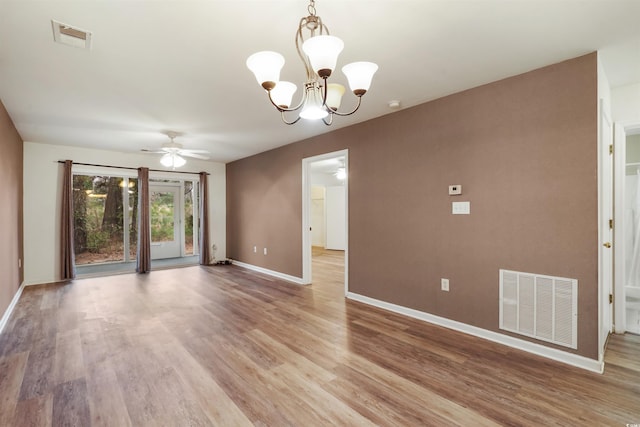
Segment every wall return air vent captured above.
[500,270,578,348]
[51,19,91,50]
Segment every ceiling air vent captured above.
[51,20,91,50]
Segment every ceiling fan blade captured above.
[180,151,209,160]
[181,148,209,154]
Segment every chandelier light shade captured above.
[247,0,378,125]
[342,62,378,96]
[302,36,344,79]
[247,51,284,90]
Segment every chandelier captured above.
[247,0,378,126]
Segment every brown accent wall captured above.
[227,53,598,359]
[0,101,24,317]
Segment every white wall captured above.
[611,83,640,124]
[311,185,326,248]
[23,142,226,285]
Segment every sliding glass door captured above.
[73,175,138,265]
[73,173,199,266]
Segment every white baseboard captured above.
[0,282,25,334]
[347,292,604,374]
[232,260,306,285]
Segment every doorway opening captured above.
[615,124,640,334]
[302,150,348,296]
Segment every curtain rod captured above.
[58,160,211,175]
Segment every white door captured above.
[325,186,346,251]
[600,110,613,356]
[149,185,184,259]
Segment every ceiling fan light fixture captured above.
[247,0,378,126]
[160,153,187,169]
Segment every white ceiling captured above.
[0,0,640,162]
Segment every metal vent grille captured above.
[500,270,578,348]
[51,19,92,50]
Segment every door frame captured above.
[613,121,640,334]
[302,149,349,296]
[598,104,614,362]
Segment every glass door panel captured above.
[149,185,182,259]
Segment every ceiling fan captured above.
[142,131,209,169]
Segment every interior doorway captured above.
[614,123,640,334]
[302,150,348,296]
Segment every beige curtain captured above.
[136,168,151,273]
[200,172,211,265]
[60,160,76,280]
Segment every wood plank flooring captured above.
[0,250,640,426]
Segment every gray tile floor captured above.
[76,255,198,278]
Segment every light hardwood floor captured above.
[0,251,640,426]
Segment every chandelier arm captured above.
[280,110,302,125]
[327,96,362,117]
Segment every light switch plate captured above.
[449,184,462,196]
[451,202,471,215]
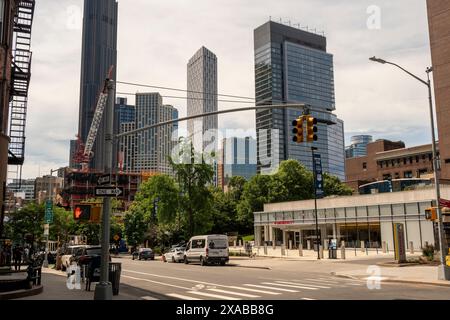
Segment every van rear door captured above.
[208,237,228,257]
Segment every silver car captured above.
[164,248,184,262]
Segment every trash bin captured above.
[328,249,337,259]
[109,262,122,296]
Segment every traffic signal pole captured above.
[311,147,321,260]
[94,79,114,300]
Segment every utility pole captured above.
--
◆ Goal:
Copy every record above word for word, leaving the pictures out.

◆ Result of the exercise:
Segment every wall return air vent captured above.
[500,270,578,348]
[51,19,91,50]
Segment every ceiling air vent captured above.
[51,20,91,50]
Segment every ceiling fan blade captured above.
[180,151,209,160]
[181,148,209,154]
Segment every chandelier light shade captured above.
[247,0,378,125]
[342,62,378,96]
[302,36,344,79]
[247,51,284,90]
Segment every chandelier captured above.
[247,0,378,126]
Segment every brown accent wall captured above.
[227,53,598,359]
[0,101,24,317]
Segment every white wall captured above.
[611,83,640,124]
[311,185,326,248]
[23,142,226,285]
Segment every sliding glass door captured above.
[73,175,138,265]
[73,173,199,266]
Segment every white baseboard captured above.
[0,282,25,334]
[347,292,604,374]
[232,260,306,285]
Segment every doorway opening captured above.
[615,124,640,334]
[302,150,348,296]
Segment every curtain rod captured above.
[58,160,211,175]
Segment every white door captured above.
[325,186,346,251]
[600,110,613,356]
[149,185,184,259]
Segment every ceiling fan light fixture captured above.
[247,0,378,126]
[160,153,187,169]
Segment every white ceiling captured above.
[0,0,640,162]
Segment every metal vent grille captured above.
[500,270,578,348]
[51,19,92,50]
Segment every door frame captured above.
[613,121,640,334]
[302,149,349,296]
[598,104,614,362]
Segment every glass door panel captured above.
[149,185,182,259]
Segment every ceiling fan captured above.
[142,131,209,169]
Segment every interior doorway captured above.
[614,123,640,334]
[302,150,348,296]
Segment every beige curtain captured above.
[136,168,151,273]
[200,172,211,265]
[60,160,76,280]
Segment every wood plank flooring captured above.
[0,250,640,426]
Segment every gray tile floor captured above.
[76,255,198,278]
Segment every light hardwood floor captured above.
[0,251,640,426]
Segment every chandelier arm captured above.
[280,110,302,125]
[327,96,362,117]
Segment every light switch plate captured above.
[449,184,462,196]
[451,202,471,215]
Segment every van rear door captured above.
[208,237,228,257]
Segment every silver car captured above.
[164,248,184,262]
Segment every trash bin captured above.
[328,249,337,259]
[109,262,122,296]
Segment every traffic signal pole captured above.
[311,147,321,260]
[94,79,114,300]
Segment every utility pole captured above.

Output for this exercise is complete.